### Goal
Starting with the line that has "Goal: detect spoon" and going on through the last line, write those lines out again with "spoon handle" swapped for "ladle handle" and nothing else changed.

Coordinate note lines:
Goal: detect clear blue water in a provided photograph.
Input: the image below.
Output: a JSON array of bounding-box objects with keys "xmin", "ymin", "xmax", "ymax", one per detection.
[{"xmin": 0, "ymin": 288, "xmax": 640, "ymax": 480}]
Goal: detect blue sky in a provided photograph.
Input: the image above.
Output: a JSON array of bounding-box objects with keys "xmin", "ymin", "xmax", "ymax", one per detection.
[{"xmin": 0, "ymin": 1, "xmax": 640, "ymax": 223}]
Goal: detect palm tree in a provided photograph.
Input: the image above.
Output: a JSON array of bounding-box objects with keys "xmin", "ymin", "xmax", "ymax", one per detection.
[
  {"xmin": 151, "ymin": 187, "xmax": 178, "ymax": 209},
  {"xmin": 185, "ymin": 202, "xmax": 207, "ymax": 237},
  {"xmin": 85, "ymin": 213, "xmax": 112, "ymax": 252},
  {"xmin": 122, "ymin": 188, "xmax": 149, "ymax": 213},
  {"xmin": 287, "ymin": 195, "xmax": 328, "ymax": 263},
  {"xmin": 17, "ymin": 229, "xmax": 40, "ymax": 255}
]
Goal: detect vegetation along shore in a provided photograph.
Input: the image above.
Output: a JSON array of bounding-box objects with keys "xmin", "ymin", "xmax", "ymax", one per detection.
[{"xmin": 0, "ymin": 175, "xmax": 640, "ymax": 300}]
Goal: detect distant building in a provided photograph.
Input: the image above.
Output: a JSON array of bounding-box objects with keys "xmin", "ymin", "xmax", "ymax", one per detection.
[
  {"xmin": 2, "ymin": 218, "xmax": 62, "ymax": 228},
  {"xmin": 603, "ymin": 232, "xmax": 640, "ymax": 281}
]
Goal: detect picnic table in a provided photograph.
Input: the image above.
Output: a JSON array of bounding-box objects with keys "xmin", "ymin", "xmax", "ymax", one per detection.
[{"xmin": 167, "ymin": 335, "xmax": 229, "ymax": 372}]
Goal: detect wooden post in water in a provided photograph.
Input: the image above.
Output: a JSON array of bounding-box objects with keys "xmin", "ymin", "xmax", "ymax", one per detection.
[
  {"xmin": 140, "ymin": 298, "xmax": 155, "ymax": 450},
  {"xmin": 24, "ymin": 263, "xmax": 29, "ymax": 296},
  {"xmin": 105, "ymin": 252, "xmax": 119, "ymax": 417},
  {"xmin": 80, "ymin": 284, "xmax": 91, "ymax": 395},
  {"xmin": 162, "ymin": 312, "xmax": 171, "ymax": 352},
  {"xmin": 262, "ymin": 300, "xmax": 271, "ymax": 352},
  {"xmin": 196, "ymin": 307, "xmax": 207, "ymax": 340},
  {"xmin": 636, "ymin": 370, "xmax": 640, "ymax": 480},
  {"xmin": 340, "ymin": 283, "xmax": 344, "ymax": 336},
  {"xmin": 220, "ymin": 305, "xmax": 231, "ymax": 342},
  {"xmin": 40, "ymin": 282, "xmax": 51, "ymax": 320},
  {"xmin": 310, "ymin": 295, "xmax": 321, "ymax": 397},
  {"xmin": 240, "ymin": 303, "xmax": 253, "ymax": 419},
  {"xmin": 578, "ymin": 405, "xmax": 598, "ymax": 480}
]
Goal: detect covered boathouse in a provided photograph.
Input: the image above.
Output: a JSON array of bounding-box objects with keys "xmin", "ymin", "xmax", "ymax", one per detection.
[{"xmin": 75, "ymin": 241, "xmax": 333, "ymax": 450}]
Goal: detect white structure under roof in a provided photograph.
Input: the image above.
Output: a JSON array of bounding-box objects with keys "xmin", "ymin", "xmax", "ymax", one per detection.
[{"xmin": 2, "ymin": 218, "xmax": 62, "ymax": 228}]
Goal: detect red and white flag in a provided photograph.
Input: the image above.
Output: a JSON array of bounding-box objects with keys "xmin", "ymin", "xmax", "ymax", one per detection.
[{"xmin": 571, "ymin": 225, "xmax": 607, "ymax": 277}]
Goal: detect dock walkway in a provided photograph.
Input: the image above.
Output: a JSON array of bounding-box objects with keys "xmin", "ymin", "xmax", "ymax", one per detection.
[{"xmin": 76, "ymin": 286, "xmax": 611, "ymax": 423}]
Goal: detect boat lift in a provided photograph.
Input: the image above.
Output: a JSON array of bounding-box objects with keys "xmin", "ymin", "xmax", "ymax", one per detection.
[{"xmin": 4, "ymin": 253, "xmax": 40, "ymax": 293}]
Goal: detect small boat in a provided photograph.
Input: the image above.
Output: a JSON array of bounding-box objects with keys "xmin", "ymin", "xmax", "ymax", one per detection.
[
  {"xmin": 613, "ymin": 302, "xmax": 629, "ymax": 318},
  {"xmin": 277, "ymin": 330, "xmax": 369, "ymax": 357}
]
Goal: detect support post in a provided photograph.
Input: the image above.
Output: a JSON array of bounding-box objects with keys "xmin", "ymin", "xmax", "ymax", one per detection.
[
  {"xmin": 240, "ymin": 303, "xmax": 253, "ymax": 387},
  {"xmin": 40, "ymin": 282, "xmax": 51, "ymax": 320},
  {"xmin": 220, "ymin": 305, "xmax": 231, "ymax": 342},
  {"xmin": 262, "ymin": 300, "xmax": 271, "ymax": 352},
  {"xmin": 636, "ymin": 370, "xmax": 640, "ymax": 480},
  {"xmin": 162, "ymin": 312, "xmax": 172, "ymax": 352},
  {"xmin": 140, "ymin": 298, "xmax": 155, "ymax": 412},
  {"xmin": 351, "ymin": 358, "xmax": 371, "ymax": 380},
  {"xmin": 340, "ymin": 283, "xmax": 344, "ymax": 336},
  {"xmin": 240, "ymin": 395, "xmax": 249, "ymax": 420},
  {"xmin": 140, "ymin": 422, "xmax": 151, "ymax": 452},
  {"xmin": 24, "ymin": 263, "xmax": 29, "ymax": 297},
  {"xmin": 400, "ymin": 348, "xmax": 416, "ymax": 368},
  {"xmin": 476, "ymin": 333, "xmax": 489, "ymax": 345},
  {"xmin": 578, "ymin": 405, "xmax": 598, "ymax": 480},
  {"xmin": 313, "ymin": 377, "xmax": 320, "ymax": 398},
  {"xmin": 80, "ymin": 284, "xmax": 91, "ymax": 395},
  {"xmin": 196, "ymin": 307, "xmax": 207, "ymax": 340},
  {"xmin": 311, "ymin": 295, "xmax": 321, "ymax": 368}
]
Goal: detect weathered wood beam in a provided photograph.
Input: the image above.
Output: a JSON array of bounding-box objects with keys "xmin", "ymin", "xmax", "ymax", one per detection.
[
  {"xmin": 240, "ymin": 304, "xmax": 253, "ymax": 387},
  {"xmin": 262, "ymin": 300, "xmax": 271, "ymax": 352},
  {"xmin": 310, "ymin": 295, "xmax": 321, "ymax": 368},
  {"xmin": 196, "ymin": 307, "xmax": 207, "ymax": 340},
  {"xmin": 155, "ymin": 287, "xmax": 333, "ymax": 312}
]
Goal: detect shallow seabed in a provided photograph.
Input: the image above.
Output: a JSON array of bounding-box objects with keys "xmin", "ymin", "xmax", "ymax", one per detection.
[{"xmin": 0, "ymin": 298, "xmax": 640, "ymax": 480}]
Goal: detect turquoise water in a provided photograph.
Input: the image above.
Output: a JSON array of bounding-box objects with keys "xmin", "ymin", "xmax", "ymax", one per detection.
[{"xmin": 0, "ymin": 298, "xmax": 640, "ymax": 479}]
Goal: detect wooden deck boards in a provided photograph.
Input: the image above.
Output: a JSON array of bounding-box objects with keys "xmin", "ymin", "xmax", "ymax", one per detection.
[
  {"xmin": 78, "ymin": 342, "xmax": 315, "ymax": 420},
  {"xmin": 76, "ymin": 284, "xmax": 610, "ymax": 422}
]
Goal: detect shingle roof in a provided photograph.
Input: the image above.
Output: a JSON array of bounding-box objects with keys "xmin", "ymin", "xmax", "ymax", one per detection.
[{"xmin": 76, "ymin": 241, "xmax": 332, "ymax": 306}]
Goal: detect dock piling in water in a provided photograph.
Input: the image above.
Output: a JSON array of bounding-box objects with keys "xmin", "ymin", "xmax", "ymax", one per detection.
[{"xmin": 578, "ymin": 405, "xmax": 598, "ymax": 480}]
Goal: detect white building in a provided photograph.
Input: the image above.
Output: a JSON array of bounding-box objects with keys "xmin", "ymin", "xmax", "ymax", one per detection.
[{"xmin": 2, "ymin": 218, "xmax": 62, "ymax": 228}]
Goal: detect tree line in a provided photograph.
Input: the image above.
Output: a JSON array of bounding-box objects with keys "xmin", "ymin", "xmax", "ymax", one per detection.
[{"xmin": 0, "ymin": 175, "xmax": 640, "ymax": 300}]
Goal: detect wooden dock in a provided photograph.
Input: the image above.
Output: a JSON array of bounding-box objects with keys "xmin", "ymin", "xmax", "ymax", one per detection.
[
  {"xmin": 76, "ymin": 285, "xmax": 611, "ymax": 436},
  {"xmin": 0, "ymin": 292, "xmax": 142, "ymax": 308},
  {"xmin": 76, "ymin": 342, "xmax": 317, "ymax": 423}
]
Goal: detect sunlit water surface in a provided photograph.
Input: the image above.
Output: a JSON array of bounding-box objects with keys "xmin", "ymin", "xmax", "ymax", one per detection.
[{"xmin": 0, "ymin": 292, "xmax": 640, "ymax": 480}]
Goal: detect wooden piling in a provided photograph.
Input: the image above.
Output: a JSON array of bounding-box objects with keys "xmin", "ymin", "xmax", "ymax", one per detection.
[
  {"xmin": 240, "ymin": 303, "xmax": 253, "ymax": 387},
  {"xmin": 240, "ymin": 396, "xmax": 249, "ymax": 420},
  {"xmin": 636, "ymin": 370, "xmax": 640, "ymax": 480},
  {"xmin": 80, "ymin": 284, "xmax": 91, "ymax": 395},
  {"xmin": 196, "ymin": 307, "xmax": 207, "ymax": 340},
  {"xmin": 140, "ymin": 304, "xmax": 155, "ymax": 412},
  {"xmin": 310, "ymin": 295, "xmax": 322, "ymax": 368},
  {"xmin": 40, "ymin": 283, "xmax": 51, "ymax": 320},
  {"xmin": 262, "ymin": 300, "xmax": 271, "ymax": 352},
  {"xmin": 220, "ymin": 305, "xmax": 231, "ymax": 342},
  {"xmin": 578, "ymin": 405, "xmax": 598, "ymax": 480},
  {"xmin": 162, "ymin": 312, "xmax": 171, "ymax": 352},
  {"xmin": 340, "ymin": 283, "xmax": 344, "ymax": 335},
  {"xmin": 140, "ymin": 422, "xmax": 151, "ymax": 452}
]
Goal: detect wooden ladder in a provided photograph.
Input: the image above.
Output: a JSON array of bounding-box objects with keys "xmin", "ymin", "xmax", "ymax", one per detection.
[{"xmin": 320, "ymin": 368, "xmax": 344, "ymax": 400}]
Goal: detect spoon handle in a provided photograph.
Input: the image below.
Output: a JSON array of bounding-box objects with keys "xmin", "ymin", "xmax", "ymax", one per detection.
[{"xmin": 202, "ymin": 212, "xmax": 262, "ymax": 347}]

### Task response
Goal: detect ladle handle in a provided photograph.
Input: the image below.
Output: a JSON array of bounding-box objects with keys "xmin", "ymin", "xmax", "ymax", one per detection.
[{"xmin": 202, "ymin": 212, "xmax": 262, "ymax": 347}]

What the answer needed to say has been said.